§ **SOURCE PASSAGE**
Last year, in the lead up to the UK General Election, I was given the title of ‘Dangerous Woman’ by the Sun and Daily Mail newspapers. It was, I believe, based on the supposition that my party’s prospective success in that election would have a number of significant effects on the existing political power balance.
However, my advocacy of feminism was also used as an indication as to my so called hazardous nature. My appointment of a gender-balanced Cabinet and my public commitment to use my time as Scotland’s First Minister to improve the lives of women across our country were highlighted as evidence of this nature.
As a result, although the term was meant to give pause to those who might have been considering voting for my party in the General Election, it could also be viewed as yet another pejorative term used to minimise women’s achievements. Terms like ‘dangerous’ can belittle the positions of women in power by implying that we should be feared and I am extremely concerned that women can be collectively branded in a way that men are simply not subjected to. Despite this I took great pride in being termed ‘dangerous’ when I considered those with whom I shared the title, such as Liberty director Shami Chakrabarti and German Chancellor Angela Merkel.

§ **INFORMATION SHOWN**
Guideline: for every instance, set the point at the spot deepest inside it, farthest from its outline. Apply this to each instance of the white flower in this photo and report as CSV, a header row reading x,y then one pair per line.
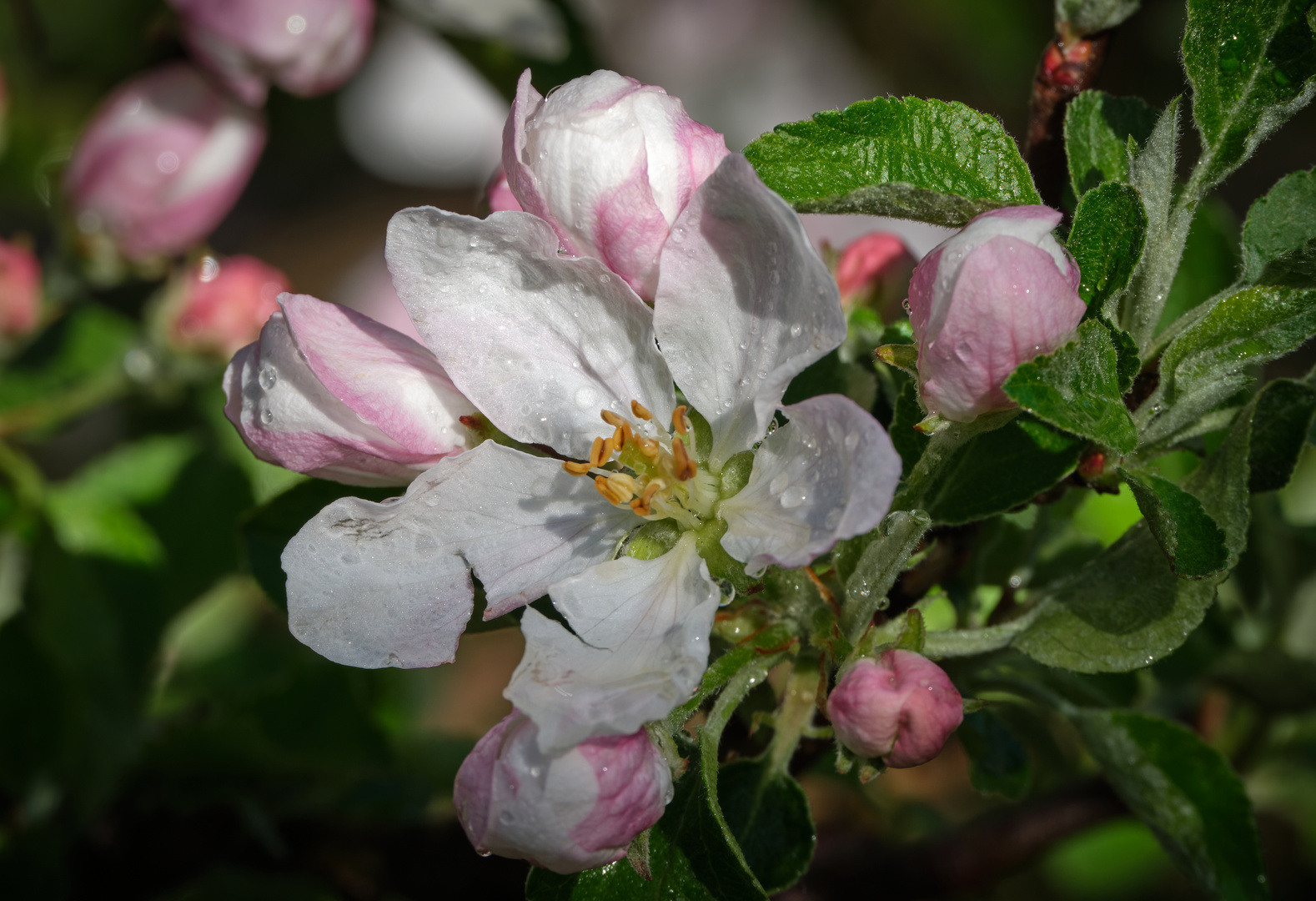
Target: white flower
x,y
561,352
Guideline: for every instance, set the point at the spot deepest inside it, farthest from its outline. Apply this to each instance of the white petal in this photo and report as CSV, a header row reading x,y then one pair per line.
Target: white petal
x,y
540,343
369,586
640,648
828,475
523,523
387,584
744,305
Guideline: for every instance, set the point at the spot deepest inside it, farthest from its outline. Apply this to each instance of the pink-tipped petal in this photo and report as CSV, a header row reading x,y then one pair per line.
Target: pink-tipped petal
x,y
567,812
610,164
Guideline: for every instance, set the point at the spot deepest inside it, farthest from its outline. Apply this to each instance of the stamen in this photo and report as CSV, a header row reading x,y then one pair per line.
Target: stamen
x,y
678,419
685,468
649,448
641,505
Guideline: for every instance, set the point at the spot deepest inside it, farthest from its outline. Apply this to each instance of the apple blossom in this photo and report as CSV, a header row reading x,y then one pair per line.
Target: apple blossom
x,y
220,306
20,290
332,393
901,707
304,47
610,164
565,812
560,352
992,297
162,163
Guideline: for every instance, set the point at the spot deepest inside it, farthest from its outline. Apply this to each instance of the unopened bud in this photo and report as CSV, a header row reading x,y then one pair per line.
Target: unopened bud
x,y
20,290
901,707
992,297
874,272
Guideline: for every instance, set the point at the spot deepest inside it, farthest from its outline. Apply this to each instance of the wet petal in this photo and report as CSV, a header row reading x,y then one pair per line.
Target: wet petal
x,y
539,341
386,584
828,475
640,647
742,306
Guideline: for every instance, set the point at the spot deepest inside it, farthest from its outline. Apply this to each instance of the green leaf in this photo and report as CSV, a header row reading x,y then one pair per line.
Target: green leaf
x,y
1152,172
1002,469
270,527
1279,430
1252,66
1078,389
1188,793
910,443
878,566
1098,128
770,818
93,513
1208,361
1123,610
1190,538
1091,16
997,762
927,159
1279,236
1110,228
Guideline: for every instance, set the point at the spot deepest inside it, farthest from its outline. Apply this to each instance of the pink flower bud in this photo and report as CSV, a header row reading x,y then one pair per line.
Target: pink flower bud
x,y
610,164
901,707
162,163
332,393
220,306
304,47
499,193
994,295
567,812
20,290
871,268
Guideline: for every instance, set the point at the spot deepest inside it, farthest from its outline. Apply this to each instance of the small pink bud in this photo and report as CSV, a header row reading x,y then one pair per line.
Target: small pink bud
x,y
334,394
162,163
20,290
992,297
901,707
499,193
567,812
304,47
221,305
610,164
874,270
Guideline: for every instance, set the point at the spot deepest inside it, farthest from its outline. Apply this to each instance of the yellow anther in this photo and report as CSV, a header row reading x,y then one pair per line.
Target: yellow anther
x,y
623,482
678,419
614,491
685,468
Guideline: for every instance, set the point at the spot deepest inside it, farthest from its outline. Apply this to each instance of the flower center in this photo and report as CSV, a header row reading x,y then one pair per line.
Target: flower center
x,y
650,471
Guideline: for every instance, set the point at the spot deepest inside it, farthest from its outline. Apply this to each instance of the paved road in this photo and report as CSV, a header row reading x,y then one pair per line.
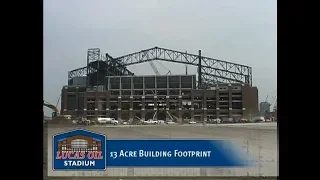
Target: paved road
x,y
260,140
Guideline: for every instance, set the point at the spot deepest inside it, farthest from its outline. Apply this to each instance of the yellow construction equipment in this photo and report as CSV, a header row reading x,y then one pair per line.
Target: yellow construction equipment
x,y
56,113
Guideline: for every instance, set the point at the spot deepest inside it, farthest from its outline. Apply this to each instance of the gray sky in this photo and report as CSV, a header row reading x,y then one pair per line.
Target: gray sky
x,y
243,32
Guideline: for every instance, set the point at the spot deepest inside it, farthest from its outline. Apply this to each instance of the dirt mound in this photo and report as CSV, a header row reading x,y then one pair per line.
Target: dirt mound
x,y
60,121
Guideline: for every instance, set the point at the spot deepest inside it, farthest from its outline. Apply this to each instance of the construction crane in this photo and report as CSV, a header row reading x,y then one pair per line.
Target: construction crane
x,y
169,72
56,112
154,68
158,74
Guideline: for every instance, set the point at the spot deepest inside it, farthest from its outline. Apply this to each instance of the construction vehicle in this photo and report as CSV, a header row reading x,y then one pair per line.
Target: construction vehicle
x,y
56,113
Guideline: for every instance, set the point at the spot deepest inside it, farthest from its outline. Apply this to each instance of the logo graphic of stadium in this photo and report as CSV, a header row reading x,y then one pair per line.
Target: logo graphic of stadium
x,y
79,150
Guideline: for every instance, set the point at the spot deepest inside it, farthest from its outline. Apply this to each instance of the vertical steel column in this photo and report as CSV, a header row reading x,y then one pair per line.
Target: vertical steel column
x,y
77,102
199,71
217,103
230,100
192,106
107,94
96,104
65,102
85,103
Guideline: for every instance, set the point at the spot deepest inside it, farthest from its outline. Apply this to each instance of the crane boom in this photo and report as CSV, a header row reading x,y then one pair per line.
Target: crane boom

§ **REQUIREMENT**
Write out the passage on the "Dangerous Woman" label word for word, starting with "Last year, in" and going on through "political power balance.". The listing is drawn from a separate source unrelated to the passage above.

§ **WRITTEN SOLUTION**
Last year, in the lead up to the UK General Election, I was given the title of ‘Dangerous Woman’ by the Sun and Daily Mail newspapers. It was, I believe, based on the supposition that my party’s prospective success in that election would have a number of significant effects on the existing political power balance.